### Provided passage
#####

2. A ban on guns would solve more social problems than it creates. A ban on guns would not create a gun-smuggling network which stands in a prepetual war with with police and border control. Or, if it does, this would still be better than our present situation.

3. We should place a higher value on our safety than on our freedom to do as we please, including owning whatever sort of objects we please. Even though most adults own many lethal objects such as automobiles and kitchen knives, and even though most gun owners don't shoot at people, we should treat guns as a special case where public safety is more important than freedom (the reasons for this need to be given).

1 and 2 might or might not be true, but they are not obvious and would need to be supported. 3 is a value judgment, and not an obviously right one. Still, I can imagine that someone might construct a convincing rational argument along these lines.

My experience, however, is that the pro-gun-control folks usually don't even attempt to address these points, but instead appeal to emotions, perhaps by giving gun fatality statistics or showing pictures of victims of gun violence. But this is merely a restatement of the problem. It is usually left as an exercise to the reader as to why a gun ban is the appropriate response.

#####

### Data listing
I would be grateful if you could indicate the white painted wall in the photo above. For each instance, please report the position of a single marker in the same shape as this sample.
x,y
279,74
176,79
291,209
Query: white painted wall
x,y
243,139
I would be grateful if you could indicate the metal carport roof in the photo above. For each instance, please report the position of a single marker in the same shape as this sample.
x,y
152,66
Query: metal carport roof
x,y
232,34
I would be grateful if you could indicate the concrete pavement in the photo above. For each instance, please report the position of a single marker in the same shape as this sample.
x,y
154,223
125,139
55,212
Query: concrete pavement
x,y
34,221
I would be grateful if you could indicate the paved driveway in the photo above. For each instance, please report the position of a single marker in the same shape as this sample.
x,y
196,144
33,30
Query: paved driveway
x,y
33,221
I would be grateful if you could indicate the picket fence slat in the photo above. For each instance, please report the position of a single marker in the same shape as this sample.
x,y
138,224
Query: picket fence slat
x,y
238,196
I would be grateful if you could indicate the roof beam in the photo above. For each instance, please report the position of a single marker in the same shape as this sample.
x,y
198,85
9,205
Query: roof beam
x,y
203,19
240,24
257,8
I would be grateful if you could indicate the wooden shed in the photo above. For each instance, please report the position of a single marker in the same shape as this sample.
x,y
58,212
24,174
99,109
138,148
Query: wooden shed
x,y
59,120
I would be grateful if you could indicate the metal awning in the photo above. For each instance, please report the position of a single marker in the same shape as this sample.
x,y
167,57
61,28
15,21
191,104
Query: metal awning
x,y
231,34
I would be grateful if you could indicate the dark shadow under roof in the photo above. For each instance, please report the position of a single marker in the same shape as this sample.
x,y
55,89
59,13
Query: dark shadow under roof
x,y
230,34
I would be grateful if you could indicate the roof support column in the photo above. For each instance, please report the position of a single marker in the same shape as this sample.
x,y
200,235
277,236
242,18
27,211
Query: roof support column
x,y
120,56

#####

Return the full gun-ban passage word for word, with nothing added, dropped, or changed.

2. A ban on guns would solve more social problems than it creates. A ban on guns would not create a gun-smuggling network which stands in a prepetual war with with police and border control. Or, if it does, this would still be better than our present situation.

3. We should place a higher value on our safety than on our freedom to do as we please, including owning whatever sort of objects we please. Even though most adults own many lethal objects such as automobiles and kitchen knives, and even though most gun owners don't shoot at people, we should treat guns as a special case where public safety is more important than freedom (the reasons for this need to be given).

1 and 2 might or might not be true, but they are not obvious and would need to be supported. 3 is a value judgment, and not an obviously right one. Still, I can imagine that someone might construct a convincing rational argument along these lines.

My experience, however, is that the pro-gun-control folks usually don't even attempt to address these points, but instead appeal to emotions, perhaps by giving gun fatality statistics or showing pictures of victims of gun violence. But this is merely a restatement of the problem. It is usually left as an exercise to the reader as to why a gun ban is the appropriate response.